*Task instructions*: Report the tally of lines featuring the word "grill" in the entries below, without anything else.

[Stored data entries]
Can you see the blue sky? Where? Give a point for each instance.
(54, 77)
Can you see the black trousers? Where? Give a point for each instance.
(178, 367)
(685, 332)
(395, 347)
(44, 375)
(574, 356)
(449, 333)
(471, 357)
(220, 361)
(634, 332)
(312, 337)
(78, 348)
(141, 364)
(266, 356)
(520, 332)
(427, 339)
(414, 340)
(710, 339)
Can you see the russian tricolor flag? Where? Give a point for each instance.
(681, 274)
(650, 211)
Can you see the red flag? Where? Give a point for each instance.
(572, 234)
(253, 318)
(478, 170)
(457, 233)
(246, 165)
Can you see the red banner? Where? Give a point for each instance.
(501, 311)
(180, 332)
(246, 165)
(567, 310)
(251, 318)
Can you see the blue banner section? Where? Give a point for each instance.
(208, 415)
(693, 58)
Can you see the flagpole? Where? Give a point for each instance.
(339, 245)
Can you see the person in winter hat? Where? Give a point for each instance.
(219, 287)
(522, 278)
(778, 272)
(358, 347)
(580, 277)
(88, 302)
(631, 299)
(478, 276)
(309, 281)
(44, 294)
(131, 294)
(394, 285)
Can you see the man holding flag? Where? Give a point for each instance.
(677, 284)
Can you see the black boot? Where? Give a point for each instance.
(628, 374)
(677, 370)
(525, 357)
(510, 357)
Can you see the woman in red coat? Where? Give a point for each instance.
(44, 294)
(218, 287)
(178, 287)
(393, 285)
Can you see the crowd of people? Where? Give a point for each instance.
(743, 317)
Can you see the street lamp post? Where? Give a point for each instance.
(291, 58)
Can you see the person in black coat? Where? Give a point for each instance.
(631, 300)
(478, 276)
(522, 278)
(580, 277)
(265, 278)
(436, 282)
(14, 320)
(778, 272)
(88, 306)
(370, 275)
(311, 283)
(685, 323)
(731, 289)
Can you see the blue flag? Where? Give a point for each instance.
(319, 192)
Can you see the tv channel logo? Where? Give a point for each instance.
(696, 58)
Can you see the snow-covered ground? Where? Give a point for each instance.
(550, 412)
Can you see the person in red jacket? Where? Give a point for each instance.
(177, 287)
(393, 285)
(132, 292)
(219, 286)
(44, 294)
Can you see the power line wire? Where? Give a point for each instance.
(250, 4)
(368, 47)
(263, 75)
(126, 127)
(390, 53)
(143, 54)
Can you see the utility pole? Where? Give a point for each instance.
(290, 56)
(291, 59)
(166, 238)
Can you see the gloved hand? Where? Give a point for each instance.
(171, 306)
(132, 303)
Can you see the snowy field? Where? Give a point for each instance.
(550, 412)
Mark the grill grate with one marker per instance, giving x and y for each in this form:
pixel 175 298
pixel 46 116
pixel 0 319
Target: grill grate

*Written response*: 2